• _TASK BRIEF_
Please repeat, without alteration, the line containing "Where can the window" and every line that follows it to the end of the entries below, and only those lines.

(PROVIDED DATA begins)

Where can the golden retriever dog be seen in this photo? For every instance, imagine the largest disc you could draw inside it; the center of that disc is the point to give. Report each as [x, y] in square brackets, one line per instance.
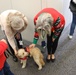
[37, 56]
[22, 55]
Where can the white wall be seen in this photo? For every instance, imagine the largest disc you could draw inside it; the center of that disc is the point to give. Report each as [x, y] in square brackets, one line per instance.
[30, 8]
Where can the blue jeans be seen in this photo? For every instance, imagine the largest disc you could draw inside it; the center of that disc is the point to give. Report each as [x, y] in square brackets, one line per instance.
[6, 70]
[72, 28]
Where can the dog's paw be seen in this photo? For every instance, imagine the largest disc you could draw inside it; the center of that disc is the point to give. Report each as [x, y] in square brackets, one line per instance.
[21, 62]
[39, 68]
[23, 66]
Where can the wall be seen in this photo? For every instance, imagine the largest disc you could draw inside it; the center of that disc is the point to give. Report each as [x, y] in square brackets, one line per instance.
[30, 8]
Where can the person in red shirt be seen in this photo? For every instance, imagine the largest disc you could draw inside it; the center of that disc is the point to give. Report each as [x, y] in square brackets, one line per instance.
[4, 67]
[48, 22]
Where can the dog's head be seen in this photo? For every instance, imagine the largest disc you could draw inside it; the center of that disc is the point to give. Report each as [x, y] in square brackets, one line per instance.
[22, 53]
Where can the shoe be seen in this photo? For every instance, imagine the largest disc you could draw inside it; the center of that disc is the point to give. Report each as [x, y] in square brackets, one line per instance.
[70, 36]
[15, 59]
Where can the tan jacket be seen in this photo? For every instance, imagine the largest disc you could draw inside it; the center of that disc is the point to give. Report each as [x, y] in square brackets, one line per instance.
[8, 31]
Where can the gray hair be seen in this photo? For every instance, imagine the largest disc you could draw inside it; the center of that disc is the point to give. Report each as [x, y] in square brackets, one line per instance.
[16, 21]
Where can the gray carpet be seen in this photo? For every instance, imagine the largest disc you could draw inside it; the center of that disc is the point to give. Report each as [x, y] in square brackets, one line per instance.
[65, 63]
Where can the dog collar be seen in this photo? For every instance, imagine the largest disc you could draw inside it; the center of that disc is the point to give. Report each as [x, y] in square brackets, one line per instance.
[23, 58]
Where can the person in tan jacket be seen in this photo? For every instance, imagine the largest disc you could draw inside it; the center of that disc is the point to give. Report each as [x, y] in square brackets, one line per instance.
[13, 22]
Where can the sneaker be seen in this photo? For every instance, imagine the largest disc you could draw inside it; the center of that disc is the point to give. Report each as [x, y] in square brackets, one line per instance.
[70, 36]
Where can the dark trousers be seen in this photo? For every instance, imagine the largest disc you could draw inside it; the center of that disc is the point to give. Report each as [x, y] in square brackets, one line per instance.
[52, 46]
[18, 40]
[6, 70]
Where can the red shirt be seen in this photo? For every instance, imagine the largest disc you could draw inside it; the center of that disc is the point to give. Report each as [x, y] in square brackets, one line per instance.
[3, 47]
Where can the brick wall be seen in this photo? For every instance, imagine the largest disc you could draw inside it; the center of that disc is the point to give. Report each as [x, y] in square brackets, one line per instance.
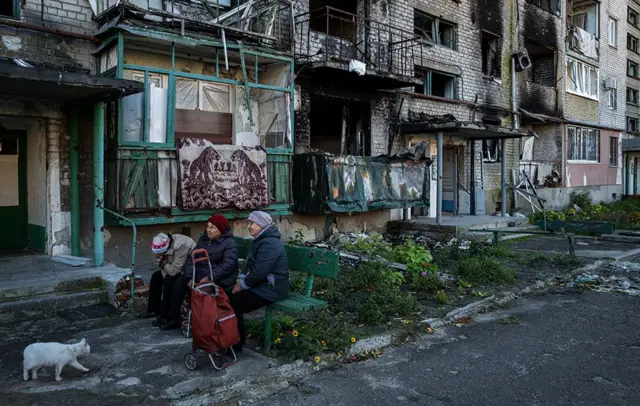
[613, 62]
[66, 15]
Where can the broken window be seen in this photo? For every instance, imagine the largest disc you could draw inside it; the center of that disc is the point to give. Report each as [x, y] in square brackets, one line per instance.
[632, 16]
[632, 43]
[138, 110]
[613, 151]
[632, 96]
[491, 150]
[203, 110]
[585, 16]
[434, 29]
[334, 17]
[632, 69]
[582, 79]
[10, 8]
[584, 144]
[340, 126]
[491, 55]
[552, 6]
[436, 84]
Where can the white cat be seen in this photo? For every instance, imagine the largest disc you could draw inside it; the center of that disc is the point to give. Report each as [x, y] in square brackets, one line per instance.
[56, 355]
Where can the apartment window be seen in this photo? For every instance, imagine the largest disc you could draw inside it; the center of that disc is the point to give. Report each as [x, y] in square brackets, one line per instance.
[437, 84]
[632, 17]
[632, 96]
[10, 8]
[491, 55]
[549, 5]
[612, 32]
[613, 151]
[632, 43]
[584, 144]
[434, 29]
[632, 69]
[612, 98]
[582, 79]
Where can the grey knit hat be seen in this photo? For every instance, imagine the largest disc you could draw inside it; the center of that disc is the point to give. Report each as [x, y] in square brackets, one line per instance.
[261, 218]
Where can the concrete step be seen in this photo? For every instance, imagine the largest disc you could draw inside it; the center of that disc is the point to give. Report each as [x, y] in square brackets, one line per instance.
[52, 303]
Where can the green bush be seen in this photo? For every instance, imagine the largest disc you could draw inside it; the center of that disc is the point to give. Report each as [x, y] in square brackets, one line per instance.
[484, 270]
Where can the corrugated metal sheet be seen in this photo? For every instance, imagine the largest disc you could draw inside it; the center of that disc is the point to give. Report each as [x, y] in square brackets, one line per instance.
[349, 184]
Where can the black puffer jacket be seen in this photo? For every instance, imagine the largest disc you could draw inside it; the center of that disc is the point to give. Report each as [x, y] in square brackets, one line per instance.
[223, 254]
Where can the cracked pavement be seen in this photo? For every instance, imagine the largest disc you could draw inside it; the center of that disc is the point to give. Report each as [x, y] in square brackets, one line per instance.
[581, 349]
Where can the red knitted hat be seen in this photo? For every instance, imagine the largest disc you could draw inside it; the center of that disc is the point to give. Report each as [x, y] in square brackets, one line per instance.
[220, 222]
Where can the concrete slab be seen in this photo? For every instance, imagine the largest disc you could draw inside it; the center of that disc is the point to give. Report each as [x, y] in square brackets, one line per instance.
[455, 224]
[31, 275]
[585, 247]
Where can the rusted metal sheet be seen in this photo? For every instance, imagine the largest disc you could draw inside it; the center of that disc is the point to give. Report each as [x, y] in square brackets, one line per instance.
[348, 184]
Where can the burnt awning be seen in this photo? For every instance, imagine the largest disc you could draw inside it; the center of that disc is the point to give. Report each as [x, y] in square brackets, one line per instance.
[61, 84]
[465, 130]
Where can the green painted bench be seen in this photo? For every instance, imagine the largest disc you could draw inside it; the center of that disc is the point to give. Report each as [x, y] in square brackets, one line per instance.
[308, 260]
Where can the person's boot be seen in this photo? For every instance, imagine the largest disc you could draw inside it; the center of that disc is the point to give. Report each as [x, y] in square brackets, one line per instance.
[171, 325]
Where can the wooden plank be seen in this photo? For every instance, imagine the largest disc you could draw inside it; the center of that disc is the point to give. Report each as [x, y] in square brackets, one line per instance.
[212, 126]
[596, 227]
[309, 260]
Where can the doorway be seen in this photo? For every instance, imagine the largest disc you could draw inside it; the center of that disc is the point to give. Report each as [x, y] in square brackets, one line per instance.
[13, 190]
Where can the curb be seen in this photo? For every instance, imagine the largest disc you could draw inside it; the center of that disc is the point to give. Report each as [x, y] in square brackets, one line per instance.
[284, 376]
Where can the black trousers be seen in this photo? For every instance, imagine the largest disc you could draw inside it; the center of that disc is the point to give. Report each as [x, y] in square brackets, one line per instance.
[243, 302]
[161, 292]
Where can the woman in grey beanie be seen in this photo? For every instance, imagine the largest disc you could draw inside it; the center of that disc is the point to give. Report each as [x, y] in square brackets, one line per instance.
[265, 278]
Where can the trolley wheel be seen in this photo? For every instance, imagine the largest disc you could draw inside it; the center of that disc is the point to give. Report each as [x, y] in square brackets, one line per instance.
[191, 361]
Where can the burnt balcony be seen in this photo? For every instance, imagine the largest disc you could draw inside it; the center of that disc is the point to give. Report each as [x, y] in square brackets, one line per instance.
[355, 50]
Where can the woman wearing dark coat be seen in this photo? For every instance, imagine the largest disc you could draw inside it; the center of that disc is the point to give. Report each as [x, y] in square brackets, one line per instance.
[223, 254]
[265, 278]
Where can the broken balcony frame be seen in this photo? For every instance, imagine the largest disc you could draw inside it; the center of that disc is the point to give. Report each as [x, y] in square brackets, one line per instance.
[279, 159]
[385, 48]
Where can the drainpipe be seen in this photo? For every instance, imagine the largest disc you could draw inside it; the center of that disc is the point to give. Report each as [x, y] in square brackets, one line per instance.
[98, 183]
[74, 181]
[439, 183]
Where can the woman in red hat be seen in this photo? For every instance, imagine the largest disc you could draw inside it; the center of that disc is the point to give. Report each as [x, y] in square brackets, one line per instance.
[223, 254]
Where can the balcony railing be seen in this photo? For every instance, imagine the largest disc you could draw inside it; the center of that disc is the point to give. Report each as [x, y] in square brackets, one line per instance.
[332, 35]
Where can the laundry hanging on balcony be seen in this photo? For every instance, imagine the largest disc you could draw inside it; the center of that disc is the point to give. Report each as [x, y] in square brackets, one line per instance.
[222, 176]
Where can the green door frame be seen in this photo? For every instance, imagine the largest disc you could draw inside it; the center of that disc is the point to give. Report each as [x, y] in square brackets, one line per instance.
[21, 238]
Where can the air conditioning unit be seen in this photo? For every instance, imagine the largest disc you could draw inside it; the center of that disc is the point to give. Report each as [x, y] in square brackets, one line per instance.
[610, 83]
[522, 60]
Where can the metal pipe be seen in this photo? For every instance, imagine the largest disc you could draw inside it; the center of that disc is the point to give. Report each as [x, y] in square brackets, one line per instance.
[455, 182]
[98, 183]
[503, 178]
[33, 27]
[439, 181]
[133, 253]
[74, 164]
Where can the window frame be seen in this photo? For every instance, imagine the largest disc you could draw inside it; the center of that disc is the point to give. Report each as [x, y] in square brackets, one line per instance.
[581, 134]
[631, 90]
[427, 81]
[637, 66]
[16, 11]
[614, 22]
[587, 69]
[613, 152]
[436, 29]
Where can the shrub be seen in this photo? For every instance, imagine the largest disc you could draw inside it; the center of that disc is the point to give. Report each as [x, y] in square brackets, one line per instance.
[483, 269]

(PROVIDED DATA ends)

• _REPLY_
Where can the window frame be seen in this photo? For every instance, imagine the largest disc you could draw inside it; the center of that disc is the point to give. Report each as [x, y] in square brackets, one line per instance.
[581, 134]
[631, 90]
[427, 81]
[637, 66]
[16, 11]
[614, 22]
[587, 69]
[613, 152]
[436, 29]
Where can the shrub be seen in this photo? For every instance, imagine the largest disc you could draw inside it; the center of that disc is the point to give. Report each as [x, y] in square brackets, one line per instance.
[483, 269]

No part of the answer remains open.